_Directions_
Leave out any pictures and transcribe all other data below exactly.

_Stored records_
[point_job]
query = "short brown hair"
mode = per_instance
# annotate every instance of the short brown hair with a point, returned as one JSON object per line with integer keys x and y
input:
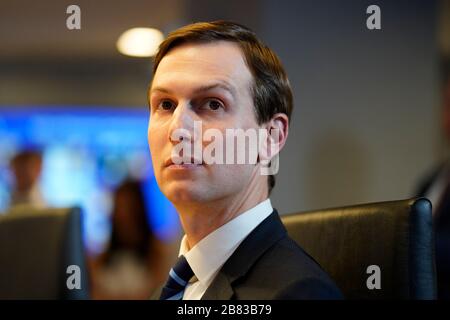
{"x": 271, "y": 89}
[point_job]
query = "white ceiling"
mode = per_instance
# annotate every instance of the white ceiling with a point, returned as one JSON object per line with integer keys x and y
{"x": 38, "y": 28}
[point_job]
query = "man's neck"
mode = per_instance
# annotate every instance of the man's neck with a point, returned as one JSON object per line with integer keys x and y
{"x": 200, "y": 219}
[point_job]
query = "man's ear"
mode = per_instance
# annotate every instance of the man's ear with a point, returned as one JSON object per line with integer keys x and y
{"x": 277, "y": 129}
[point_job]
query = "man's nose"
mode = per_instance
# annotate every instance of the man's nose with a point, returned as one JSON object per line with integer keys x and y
{"x": 182, "y": 123}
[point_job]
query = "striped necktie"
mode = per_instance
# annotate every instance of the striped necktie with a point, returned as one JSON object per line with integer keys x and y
{"x": 179, "y": 277}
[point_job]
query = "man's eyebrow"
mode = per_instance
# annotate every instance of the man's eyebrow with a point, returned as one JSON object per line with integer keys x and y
{"x": 208, "y": 87}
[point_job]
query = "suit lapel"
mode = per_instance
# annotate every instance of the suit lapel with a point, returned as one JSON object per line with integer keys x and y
{"x": 254, "y": 245}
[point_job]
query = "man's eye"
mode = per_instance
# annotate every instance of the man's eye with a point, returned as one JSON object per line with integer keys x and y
{"x": 166, "y": 105}
{"x": 213, "y": 105}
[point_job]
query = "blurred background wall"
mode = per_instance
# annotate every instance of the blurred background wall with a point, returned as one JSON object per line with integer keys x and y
{"x": 366, "y": 124}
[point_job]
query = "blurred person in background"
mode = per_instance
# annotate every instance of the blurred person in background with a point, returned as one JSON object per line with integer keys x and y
{"x": 436, "y": 187}
{"x": 131, "y": 267}
{"x": 26, "y": 167}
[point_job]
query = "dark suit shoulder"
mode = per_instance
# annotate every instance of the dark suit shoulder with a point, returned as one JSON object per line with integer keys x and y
{"x": 286, "y": 271}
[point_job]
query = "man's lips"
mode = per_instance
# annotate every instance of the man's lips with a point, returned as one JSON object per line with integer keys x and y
{"x": 182, "y": 162}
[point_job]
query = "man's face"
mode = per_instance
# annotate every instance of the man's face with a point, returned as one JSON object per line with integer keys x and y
{"x": 208, "y": 83}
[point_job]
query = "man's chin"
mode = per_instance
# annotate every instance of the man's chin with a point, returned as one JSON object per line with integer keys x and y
{"x": 186, "y": 193}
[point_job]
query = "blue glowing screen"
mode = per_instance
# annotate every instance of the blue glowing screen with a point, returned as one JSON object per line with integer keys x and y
{"x": 87, "y": 152}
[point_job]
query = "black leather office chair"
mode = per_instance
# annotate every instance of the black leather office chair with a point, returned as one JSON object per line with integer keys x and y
{"x": 396, "y": 236}
{"x": 36, "y": 248}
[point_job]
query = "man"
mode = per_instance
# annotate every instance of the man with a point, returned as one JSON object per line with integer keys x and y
{"x": 219, "y": 75}
{"x": 436, "y": 187}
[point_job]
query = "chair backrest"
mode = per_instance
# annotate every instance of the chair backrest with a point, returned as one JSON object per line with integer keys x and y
{"x": 36, "y": 248}
{"x": 396, "y": 236}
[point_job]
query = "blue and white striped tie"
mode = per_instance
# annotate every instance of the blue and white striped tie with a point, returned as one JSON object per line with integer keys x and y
{"x": 179, "y": 277}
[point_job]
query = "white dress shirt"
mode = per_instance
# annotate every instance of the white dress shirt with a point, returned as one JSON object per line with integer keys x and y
{"x": 208, "y": 256}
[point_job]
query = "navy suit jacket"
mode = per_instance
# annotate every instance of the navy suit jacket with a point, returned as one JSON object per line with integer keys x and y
{"x": 268, "y": 264}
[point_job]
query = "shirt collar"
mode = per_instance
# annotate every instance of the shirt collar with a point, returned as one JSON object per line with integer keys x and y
{"x": 207, "y": 256}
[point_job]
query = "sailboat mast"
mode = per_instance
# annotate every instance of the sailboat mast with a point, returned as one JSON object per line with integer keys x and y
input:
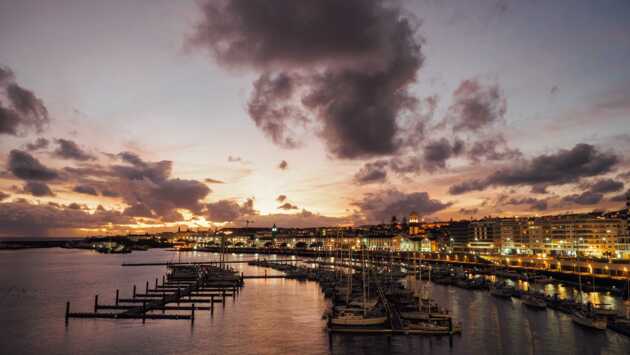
{"x": 364, "y": 279}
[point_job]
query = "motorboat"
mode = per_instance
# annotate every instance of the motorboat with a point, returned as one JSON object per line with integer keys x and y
{"x": 589, "y": 320}
{"x": 534, "y": 301}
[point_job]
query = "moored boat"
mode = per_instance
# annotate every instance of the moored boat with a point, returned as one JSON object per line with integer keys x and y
{"x": 589, "y": 320}
{"x": 534, "y": 301}
{"x": 347, "y": 318}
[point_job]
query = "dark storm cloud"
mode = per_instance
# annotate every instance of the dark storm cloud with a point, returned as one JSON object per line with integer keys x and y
{"x": 621, "y": 197}
{"x": 605, "y": 186}
{"x": 26, "y": 167}
{"x": 25, "y": 111}
{"x": 565, "y": 166}
{"x": 229, "y": 211}
{"x": 372, "y": 172}
{"x": 437, "y": 152}
{"x": 476, "y": 106}
{"x": 85, "y": 189}
{"x": 40, "y": 143}
{"x": 270, "y": 109}
{"x": 404, "y": 165}
{"x": 492, "y": 149}
{"x": 178, "y": 193}
{"x": 381, "y": 206}
{"x": 24, "y": 219}
{"x": 67, "y": 149}
{"x": 213, "y": 181}
{"x": 139, "y": 182}
{"x": 346, "y": 65}
{"x": 288, "y": 206}
{"x": 585, "y": 198}
{"x": 37, "y": 189}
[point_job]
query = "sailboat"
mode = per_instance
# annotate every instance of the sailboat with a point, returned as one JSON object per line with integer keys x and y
{"x": 534, "y": 301}
{"x": 362, "y": 316}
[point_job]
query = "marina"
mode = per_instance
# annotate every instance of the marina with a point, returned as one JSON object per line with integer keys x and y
{"x": 270, "y": 304}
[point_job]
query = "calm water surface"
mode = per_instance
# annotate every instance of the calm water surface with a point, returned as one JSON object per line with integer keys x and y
{"x": 272, "y": 316}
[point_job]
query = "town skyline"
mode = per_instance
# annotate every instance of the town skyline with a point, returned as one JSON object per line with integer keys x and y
{"x": 187, "y": 119}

_Solution to this task_
[point_job]
query = "short brown hair"
mode = per_instance
# annotate every instance of the short brown hair with a point, returned as one JSON object per line with integer keys x and y
input:
{"x": 271, "y": 89}
[point_job]
query = "white ceiling"
mode = per_instance
# annotate every instance of the white ceiling with a point, returned as one JSON object per line with integer keys x and y
{"x": 38, "y": 28}
[point_job]
query = "man's neck"
mode = per_instance
# annotate every instance of the man's neck with a point, returned as one JSON object per line with integer keys x and y
{"x": 200, "y": 219}
[point_job]
query = "man's ear"
mode = per_instance
# annotate every instance of the man's ear with a point, returned as one JSON object per line with integer keys x and y
{"x": 277, "y": 129}
[point_job]
query = "man's nose"
mode = per_instance
# annotate every instance of the man's nose with a point, returned as one JSON object per line with integer keys x and y
{"x": 182, "y": 123}
[point_job]
query = "striped necktie"
mode = per_instance
# annotate every instance of the striped necktie with a point, returned as one JSON object per line with integer keys x and y
{"x": 179, "y": 277}
[point_job]
query = "man's eyebrow"
mode = per_instance
# annotate every instance of the man's eyebrow with a point, returned as one JSON object per line with integer keys x and y
{"x": 208, "y": 87}
[point_job]
query = "suit lapel"
mode = per_instance
# annotate every instance of the suit lapel with a point, returned as one JSON object per line with integer keys x and y
{"x": 254, "y": 245}
[point_job]
query = "man's eye"
mode = per_instance
# annotate every instance of the man's eye with a point, returned as one JSON object per line with integer keys x and y
{"x": 166, "y": 105}
{"x": 213, "y": 105}
[point_job]
query = "blurred background wall"
mode = per_instance
# annotate every instance of the blurred background wall with a point, returned as one JSON object per line with integer keys x and y
{"x": 366, "y": 124}
[point_job]
query = "blurred person in background"
mode = per_instance
# annotate every instance of the blurred person in background with a point, returned as one JSON object per line with integer keys x and y
{"x": 436, "y": 187}
{"x": 131, "y": 267}
{"x": 26, "y": 167}
[point_job]
query = "dark suit shoulder"
mode = per_instance
# annotate every instance of the dark suit shoulder with a point, returned as one JSON object per line with integer keys x and y
{"x": 286, "y": 271}
[point_job]
query = "man's lips"
mode = per_instance
# annotate every instance of the man's lips with a point, returned as one JSON object per line with integer keys x and y
{"x": 182, "y": 162}
[point_job]
query = "man's face"
mode = per_instance
# annotate every instance of the man's face with a point, returned as one JSON object per line with integer keys x and y
{"x": 208, "y": 83}
[point_job]
query = "man's chin"
mode = per_instance
# annotate every instance of the man's chin with a point, returned as one JSON object per line with integer keys x and y
{"x": 186, "y": 193}
[point_job]
query = "blue glowing screen"
mode = per_instance
# annotate every instance of the blue glowing screen with a point, returned as one JSON object per line with integer keys x and y
{"x": 87, "y": 152}
[point_job]
query = "black leather office chair"
mode = per_instance
# annotate every instance of the black leather office chair with a point, returned as one JSON object per line with integer keys x and y
{"x": 396, "y": 236}
{"x": 36, "y": 248}
[point_job]
query = "man"
mode = per_instance
# annotate every instance of the man with a point, returned as one JSON object per line with integer keys x and y
{"x": 219, "y": 75}
{"x": 436, "y": 187}
[point_job]
query = "chair backrest"
mode = per_instance
# annotate every instance of the chair backrest with a point, returned as one JSON object per line with integer keys x and y
{"x": 36, "y": 248}
{"x": 396, "y": 236}
[point_job]
query = "blue and white striped tie"
mode = per_instance
# annotate every instance of the blue and white striped tie with a point, returned as one JSON object per line with integer keys x and y
{"x": 179, "y": 277}
[point_job]
query = "white dress shirt"
mode = per_instance
# annotate every instance of the white dress shirt with a point, returned as one JSON object per line with integer keys x and y
{"x": 208, "y": 256}
[point_job]
query = "navy suit jacket"
mode = per_instance
# annotate every instance of the navy suit jacket with a point, returned as one JSON object per line with integer keys x and y
{"x": 268, "y": 264}
[point_job]
query = "shirt collar"
mode = per_instance
# annotate every instance of the shirt collar with a point, returned as one JSON object per line with integer keys x and y
{"x": 207, "y": 256}
[point_job]
query = "sailboat mast"
mode = per_instance
# annotate every instance of the sailboat mast with a point, returned as one JSON object per line with integer keys x and y
input:
{"x": 364, "y": 279}
[point_job]
query = "motorboat"
mode = per_instance
# annotate every instance of the motorboat with a point, returned as one JSON object per line with integer keys x and y
{"x": 589, "y": 320}
{"x": 534, "y": 301}
[point_job]
query = "moored boat"
mode = per_instance
# annotate every instance of the moored boat with a point, returned as one JSON object per line with integer keys x and y
{"x": 589, "y": 320}
{"x": 534, "y": 301}
{"x": 347, "y": 318}
[point_job]
query = "dark storm cloud"
mode = per_instance
# annotate every instance of the dark storm cloud with a point, returned as one JSON object per line with integer keys x and y
{"x": 621, "y": 197}
{"x": 605, "y": 186}
{"x": 26, "y": 167}
{"x": 25, "y": 111}
{"x": 565, "y": 166}
{"x": 229, "y": 211}
{"x": 372, "y": 172}
{"x": 437, "y": 152}
{"x": 476, "y": 106}
{"x": 85, "y": 189}
{"x": 40, "y": 143}
{"x": 270, "y": 109}
{"x": 404, "y": 165}
{"x": 492, "y": 149}
{"x": 178, "y": 193}
{"x": 381, "y": 206}
{"x": 24, "y": 219}
{"x": 67, "y": 149}
{"x": 213, "y": 181}
{"x": 139, "y": 182}
{"x": 346, "y": 65}
{"x": 288, "y": 206}
{"x": 585, "y": 198}
{"x": 37, "y": 189}
[point_job]
query = "sailboat"
mode = per_instance
# annotate every instance of the sailboat with a point, returned as one JSON object per line with integer keys x and y
{"x": 534, "y": 301}
{"x": 362, "y": 316}
[point_job]
query = "marina"
mode = per_instance
# annotate every instance of the marina with a point, returned as one JSON object per line with integer keys x and y
{"x": 270, "y": 304}
[point_job]
query = "calm water surface"
mode = per_instance
# annotate every instance of the calm water surface with a point, returned as one JSON object per line with integer keys x and y
{"x": 272, "y": 316}
[point_job]
query = "town skyline"
mode = per_instance
# annotate every instance of the town skyline with a point, returned as one JSON object per line with integer keys x and y
{"x": 187, "y": 119}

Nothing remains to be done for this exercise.